[Text under study Boundary: Start]
Fast nonnegative spatiotemporal calcium smoothing in dendritic trees

Eftychios A. Pnevmatikakis*, Columbia University, eftychios@stat.columbia.edu
Keith Kelleher*, University of Houston, keith.kelleher@gmail.com
Rebecca Chen, University of Houston, rlchen83@gmail.com
Kresimir Josić, University of Houston, josic@math.uh.edu
Peter Saggau, Baylor College of Medicine, psaggau@bcm.tmc.edu
Liam Paninski, Columbia University, liam@stat.columbia.edu
* Equal contributions

Submitted to COSYNE11

Summary
Understanding what triggers synaptic strength modifications in vivo remains a key problem in cellular neuroscience. Recent fast scanning multi-photon microscopy techniques [1] support the role of calcium as a key biochemical effector, signaling the coincident occurrence of back-propagating action potentials (bAPs) and excitatory post-synaptic potentials (EPSPs), which is a key tenet of models of STDP [2]. However, determining the entire spatio-temporal pattern of calcium influx is difficult since the available experimental techniques are noisy, sub-sampled observations of the true underlying calcium signals. It is therefore necessary to use statistical methods to infer details of calcium transients. Optimal spatiotemporal smoothing of the calcium profile on a dendritic tree given local noisy measurements remains a computationally hard problem, due to the high dimensionality and complex structure of dendritic trees.

Here we take a functional approach: The evolution of calcium concentration on the whole tree is determined from a smaller set of hidden variables that govern the calcium dynamics and incorporate possible calcium bumps due to bAPs, EPSPs or external stimulation. The observations are then expressed as linear, noisy measurements of the hidden variables. Using a state-space approach, our problem reduces to the maximum a posteriori estimation of these hidden states and can be efficiently solved, if the prior distributions of the calcium activity and measurement noise are log-concave as a function of the hidden states. The complexity of the estimation algorithm scales linearly both with the number of time steps T over which we infer the underlying signal and with the number of hidden states d (i.e., the size of the tree), leading to a tractable overall complexity of O(dT). We apply our algorithm to real reconstructed dendritic trees and find that the filtered output can quite accurately interpolate and denoise the subsampled, noisy observed spatiotemporal data.
[Text under study Boundary: End]
[Material supplied Boundary: Start]
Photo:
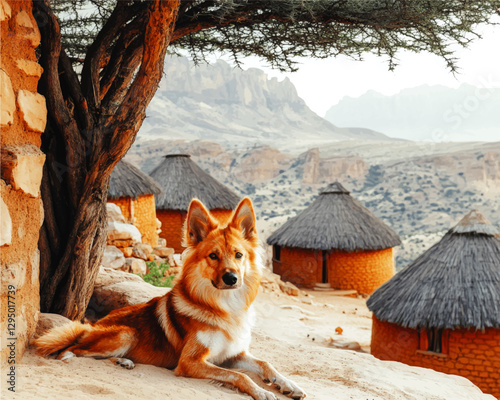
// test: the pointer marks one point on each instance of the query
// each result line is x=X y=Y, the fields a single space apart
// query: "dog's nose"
x=230 y=278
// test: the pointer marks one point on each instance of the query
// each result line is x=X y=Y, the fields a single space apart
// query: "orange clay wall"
x=23 y=114
x=363 y=271
x=124 y=204
x=299 y=266
x=142 y=213
x=474 y=355
x=172 y=223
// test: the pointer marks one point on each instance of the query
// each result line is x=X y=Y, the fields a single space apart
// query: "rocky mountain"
x=237 y=107
x=419 y=189
x=425 y=112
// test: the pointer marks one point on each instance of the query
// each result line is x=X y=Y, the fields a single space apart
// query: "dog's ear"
x=199 y=223
x=244 y=219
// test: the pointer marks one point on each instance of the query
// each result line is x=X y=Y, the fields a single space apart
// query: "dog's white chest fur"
x=221 y=347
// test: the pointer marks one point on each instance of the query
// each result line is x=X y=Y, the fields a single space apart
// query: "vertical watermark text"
x=11 y=338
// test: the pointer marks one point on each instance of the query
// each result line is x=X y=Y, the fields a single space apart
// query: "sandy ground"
x=289 y=334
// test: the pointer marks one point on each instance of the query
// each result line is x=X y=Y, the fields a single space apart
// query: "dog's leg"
x=105 y=343
x=193 y=364
x=267 y=373
x=122 y=362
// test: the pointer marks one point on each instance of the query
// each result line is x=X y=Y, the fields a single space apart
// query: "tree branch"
x=127 y=119
x=119 y=52
x=65 y=125
x=93 y=60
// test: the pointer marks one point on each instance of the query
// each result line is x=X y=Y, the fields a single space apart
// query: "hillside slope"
x=434 y=113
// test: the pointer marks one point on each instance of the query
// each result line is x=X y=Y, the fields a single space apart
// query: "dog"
x=203 y=325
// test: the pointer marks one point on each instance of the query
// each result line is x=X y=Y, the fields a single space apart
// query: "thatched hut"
x=182 y=180
x=134 y=192
x=335 y=241
x=443 y=310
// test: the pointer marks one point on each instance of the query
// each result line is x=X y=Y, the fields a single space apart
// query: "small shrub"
x=155 y=276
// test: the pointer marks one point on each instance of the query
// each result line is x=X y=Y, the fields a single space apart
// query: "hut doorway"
x=325 y=267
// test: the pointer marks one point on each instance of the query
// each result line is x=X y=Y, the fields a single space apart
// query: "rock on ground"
x=117 y=289
x=113 y=257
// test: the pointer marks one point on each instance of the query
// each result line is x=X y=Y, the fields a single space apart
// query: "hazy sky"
x=322 y=83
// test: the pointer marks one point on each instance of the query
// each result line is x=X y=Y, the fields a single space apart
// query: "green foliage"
x=155 y=276
x=283 y=31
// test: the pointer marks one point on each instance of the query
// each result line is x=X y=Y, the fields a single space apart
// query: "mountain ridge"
x=218 y=102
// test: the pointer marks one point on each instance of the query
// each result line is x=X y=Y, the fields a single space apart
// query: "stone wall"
x=142 y=213
x=363 y=271
x=23 y=118
x=472 y=354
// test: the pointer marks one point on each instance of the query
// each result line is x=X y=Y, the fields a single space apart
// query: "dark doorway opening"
x=325 y=266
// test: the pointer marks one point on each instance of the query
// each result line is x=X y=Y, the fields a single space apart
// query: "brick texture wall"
x=172 y=223
x=472 y=354
x=142 y=213
x=22 y=120
x=361 y=271
x=124 y=204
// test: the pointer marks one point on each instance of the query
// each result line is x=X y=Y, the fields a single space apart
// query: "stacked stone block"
x=472 y=354
x=23 y=117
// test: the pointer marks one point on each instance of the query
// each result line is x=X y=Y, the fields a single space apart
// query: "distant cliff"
x=218 y=102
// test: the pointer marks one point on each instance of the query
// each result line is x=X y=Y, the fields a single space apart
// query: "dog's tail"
x=60 y=338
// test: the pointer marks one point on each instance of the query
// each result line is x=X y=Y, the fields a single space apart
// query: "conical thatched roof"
x=454 y=284
x=129 y=181
x=335 y=220
x=182 y=180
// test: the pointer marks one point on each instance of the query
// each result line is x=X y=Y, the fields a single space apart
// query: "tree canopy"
x=281 y=31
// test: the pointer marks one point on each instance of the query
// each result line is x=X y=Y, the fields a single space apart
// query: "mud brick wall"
x=23 y=117
x=363 y=271
x=142 y=213
x=472 y=354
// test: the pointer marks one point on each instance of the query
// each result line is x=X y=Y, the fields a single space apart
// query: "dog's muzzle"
x=230 y=278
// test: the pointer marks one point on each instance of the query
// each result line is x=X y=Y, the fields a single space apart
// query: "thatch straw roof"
[Material supplied Boundary: End]
Study questions:
(a) What overall complexity does the estimation algorithm reach, according to the calcium smoothing abstract?
(b) Using the calcium smoothing abstract, decide whether each statement agrees with it: (i) The observations are expressed as linear, noisy measurements of the hidden variables. (ii) The algorithm was applied only to simulated dendritic trees. (iii) The problem can be solved efficiently if the prior distributions are log-concave as a function of the hidden states. Answer yes or no for each and quote the deciding words.
(c) Translate this sentence from the calcium smoothing abstract into Spanish: "It is therefore necessary to use statistical methods to infer details of calcium transients."

Solution list:
(a) O(dT)

(b)
(i) Yes: "The observations are then expressed as linear, noisy measurements of the hidden variables."
(ii) No: "We apply our algorithm to real reconstructed dendritic trees"
(iii) Yes: "can be efficiently solved, if the prior distributions of the calcium activity and measurement noise are log-concave as a function of the hidden states"

(c) Por lo tanto, es necesario utilizar métodos estadísticos para inferir los detalles de los transitorios de calcio.